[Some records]
[Start]
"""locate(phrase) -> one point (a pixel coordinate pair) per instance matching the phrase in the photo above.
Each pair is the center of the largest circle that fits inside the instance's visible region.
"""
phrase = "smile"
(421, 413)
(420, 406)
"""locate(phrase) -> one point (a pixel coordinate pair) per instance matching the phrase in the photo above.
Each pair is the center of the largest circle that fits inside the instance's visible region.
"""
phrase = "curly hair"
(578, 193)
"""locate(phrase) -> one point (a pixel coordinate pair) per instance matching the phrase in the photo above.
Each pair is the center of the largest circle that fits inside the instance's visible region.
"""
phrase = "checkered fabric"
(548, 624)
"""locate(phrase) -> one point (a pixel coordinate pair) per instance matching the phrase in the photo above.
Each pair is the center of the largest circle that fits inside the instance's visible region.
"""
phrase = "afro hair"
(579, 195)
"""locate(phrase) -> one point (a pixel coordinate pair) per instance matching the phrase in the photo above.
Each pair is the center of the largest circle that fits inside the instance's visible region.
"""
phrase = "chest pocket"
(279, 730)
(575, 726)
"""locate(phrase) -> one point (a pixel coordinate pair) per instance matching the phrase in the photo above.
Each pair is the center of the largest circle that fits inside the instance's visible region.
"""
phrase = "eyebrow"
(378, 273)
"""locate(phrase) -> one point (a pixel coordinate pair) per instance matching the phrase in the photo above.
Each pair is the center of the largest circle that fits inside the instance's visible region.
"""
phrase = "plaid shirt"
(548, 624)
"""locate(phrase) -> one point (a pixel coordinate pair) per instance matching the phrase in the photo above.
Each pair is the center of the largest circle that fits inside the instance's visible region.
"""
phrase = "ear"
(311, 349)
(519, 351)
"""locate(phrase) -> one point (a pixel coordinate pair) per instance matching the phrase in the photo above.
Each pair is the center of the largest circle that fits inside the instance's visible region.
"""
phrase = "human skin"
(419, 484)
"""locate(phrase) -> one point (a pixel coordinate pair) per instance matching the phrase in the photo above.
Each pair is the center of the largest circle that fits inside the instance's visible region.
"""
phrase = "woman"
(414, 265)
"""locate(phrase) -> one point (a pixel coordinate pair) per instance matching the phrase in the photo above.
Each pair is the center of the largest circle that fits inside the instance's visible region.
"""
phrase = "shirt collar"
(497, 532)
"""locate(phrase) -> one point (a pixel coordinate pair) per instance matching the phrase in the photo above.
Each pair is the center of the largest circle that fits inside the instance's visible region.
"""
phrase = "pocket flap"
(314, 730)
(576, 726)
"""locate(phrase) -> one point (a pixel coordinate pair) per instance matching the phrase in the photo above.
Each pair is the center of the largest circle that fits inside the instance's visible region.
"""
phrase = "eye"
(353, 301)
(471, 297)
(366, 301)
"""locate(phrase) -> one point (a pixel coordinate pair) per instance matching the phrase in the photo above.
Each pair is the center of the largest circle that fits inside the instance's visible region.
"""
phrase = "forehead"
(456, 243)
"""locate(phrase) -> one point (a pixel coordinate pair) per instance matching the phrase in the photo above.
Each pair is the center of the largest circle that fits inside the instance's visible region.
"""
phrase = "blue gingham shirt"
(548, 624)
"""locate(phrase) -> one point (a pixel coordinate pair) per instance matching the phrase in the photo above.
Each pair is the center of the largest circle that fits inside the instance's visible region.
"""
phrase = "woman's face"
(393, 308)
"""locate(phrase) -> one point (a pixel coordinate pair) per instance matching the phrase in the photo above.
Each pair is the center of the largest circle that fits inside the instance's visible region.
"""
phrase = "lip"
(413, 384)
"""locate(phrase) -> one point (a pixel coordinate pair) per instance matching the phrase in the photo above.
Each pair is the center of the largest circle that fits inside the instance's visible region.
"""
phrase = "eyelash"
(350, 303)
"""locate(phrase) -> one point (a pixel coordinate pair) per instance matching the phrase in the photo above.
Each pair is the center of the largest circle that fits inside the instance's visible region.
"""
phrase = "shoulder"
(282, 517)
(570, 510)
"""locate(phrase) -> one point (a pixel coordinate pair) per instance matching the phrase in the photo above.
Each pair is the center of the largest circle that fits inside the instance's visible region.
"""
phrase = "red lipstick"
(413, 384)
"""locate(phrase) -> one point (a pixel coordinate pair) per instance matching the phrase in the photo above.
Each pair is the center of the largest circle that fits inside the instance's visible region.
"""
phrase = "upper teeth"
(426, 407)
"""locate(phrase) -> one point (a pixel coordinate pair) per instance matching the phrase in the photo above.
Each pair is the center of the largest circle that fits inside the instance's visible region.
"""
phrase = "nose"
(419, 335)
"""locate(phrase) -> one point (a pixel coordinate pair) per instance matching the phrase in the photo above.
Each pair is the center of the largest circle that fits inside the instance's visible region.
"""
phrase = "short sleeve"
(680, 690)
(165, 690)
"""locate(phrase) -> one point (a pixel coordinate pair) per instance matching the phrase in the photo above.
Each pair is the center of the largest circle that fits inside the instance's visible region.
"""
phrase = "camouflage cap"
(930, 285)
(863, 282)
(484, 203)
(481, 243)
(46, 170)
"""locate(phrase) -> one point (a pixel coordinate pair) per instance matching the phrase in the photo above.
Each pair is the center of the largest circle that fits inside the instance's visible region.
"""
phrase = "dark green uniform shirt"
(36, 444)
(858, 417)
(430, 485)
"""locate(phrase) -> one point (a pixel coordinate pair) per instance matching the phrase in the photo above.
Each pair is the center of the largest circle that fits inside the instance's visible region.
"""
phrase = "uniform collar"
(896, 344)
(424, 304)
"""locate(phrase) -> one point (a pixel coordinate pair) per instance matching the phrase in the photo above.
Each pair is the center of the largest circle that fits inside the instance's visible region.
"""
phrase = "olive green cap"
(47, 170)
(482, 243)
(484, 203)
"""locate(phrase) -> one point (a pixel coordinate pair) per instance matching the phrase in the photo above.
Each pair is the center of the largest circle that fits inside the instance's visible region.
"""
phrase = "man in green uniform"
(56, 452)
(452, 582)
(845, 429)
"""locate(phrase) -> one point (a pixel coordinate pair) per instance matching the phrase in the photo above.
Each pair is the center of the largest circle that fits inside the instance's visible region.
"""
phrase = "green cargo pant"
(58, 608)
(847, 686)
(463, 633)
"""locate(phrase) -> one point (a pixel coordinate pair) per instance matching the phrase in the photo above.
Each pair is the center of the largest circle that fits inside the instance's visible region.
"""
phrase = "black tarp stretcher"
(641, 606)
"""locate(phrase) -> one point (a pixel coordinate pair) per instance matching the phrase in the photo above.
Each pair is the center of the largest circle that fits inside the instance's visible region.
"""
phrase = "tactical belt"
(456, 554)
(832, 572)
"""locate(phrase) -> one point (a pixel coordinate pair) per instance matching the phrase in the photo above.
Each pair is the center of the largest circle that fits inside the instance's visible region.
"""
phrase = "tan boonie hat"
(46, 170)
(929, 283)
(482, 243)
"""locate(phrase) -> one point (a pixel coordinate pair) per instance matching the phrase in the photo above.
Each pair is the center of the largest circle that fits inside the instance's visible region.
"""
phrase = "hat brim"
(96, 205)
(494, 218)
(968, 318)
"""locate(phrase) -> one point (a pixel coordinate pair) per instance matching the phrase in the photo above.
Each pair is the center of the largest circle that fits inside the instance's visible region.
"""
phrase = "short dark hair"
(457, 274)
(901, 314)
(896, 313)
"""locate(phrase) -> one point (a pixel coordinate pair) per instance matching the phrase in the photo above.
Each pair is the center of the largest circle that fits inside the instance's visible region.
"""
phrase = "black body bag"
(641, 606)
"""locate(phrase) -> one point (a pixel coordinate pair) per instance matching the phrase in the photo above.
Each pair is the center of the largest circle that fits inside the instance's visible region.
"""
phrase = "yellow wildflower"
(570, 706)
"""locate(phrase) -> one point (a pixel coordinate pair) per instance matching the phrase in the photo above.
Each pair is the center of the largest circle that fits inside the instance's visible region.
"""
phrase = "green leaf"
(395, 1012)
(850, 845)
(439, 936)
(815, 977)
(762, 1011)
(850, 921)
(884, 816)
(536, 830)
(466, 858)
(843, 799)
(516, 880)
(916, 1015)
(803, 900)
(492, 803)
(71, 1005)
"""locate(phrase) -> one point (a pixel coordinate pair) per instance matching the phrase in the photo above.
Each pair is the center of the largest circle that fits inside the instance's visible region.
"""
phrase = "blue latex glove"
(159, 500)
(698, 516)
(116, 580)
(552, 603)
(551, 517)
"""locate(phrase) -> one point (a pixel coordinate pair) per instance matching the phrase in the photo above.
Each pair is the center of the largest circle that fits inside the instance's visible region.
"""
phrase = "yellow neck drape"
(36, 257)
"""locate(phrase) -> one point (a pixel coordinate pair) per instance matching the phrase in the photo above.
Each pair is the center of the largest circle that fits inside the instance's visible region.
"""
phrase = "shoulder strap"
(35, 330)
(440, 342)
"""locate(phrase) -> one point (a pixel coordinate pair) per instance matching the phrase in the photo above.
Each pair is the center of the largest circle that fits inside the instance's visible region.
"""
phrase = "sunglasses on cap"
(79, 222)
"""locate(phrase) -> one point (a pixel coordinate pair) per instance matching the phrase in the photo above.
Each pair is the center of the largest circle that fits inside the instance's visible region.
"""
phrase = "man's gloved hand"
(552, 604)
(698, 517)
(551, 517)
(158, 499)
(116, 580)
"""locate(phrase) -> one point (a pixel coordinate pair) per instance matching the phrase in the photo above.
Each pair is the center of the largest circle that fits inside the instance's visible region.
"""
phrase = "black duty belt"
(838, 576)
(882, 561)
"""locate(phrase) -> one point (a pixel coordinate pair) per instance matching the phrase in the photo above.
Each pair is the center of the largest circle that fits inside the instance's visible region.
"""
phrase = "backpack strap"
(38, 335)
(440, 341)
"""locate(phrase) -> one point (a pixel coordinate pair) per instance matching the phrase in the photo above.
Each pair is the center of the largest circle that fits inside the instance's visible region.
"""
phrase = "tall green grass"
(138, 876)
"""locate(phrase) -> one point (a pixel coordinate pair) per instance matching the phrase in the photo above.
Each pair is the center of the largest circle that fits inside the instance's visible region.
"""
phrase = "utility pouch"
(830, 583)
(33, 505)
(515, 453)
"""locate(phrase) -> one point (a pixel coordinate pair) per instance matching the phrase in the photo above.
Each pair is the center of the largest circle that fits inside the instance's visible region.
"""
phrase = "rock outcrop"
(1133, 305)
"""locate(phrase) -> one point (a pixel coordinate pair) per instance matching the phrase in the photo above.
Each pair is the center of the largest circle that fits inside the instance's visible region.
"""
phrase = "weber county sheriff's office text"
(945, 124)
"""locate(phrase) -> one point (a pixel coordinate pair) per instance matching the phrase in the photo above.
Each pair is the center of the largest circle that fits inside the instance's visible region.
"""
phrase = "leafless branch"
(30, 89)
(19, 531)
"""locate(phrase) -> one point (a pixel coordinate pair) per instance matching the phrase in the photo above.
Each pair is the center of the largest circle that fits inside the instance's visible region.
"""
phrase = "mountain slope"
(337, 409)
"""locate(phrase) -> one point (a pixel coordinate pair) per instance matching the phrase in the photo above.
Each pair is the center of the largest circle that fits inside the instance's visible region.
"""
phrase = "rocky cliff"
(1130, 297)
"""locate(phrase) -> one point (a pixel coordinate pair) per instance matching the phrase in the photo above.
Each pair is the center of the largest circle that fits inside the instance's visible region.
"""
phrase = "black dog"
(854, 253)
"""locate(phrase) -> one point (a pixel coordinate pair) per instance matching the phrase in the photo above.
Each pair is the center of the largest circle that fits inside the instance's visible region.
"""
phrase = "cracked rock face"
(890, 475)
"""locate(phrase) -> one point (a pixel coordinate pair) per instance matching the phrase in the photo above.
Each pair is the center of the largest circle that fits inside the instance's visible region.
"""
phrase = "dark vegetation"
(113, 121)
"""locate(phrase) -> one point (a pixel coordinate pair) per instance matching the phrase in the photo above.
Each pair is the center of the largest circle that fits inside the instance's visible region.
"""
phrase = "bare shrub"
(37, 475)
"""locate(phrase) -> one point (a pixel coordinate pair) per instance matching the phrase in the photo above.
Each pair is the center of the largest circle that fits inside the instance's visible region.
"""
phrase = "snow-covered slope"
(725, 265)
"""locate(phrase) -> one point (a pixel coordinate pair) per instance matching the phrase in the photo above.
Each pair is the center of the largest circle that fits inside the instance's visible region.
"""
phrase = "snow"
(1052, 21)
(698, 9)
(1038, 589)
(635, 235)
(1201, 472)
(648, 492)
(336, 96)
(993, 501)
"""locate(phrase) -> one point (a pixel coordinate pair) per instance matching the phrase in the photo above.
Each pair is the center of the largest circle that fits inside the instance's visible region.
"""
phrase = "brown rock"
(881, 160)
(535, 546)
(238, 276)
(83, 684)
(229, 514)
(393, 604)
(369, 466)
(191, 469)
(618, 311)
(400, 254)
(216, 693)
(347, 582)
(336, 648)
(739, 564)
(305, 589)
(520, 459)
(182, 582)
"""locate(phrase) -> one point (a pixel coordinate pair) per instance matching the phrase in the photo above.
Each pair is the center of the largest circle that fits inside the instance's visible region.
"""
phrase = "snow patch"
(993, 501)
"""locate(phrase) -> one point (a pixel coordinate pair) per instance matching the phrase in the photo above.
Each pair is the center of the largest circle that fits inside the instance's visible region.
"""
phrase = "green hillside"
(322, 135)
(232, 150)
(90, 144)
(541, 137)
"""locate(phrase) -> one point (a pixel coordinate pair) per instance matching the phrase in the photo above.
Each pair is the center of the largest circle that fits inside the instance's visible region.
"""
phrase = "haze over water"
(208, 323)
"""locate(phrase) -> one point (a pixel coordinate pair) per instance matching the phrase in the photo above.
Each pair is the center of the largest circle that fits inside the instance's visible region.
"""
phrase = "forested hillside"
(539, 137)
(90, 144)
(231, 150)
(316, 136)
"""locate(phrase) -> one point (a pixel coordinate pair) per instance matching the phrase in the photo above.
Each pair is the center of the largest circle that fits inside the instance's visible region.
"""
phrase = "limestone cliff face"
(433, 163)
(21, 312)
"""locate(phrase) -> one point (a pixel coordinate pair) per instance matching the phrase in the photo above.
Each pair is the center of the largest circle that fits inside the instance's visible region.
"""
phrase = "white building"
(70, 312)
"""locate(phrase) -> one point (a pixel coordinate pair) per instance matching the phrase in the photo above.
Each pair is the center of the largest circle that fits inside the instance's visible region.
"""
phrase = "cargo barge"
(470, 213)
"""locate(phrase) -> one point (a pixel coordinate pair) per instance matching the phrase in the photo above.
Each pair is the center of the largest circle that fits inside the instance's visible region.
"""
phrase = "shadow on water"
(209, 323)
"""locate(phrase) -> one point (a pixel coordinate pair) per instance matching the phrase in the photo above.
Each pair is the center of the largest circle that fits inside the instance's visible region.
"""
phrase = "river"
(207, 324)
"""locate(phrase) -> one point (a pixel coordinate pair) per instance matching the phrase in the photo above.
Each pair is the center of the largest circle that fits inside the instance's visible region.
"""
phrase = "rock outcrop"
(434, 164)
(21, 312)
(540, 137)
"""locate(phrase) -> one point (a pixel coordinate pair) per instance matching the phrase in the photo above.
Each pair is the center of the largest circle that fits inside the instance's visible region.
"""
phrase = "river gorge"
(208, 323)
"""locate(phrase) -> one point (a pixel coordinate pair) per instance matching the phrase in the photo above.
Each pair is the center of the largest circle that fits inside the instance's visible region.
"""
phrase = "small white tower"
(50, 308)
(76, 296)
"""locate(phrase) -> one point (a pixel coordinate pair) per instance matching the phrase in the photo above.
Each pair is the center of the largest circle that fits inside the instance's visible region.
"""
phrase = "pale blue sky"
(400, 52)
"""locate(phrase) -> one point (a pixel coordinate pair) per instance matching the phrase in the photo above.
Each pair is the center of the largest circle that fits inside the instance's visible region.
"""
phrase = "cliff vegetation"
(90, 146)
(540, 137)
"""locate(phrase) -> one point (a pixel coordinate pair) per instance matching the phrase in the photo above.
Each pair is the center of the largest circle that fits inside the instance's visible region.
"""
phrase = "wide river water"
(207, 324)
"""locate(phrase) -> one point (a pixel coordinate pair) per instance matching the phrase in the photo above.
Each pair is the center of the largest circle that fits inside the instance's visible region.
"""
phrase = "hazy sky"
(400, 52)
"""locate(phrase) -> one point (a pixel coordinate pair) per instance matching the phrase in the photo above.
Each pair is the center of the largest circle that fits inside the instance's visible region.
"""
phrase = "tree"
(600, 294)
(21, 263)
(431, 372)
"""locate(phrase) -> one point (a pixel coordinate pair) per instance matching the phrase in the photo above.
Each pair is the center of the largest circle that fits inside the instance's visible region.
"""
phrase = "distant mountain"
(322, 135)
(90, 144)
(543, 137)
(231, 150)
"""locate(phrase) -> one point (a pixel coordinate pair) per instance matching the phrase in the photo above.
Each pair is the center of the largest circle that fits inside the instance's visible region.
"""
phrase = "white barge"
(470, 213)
[End]
> **Exercise description**
Show each line of the material above that contains the string "yellow". Uppercase and lowercase letters count as different.

> **Result for this task**
phrase = "yellow wildflower"
phrase = "yellow neck drape"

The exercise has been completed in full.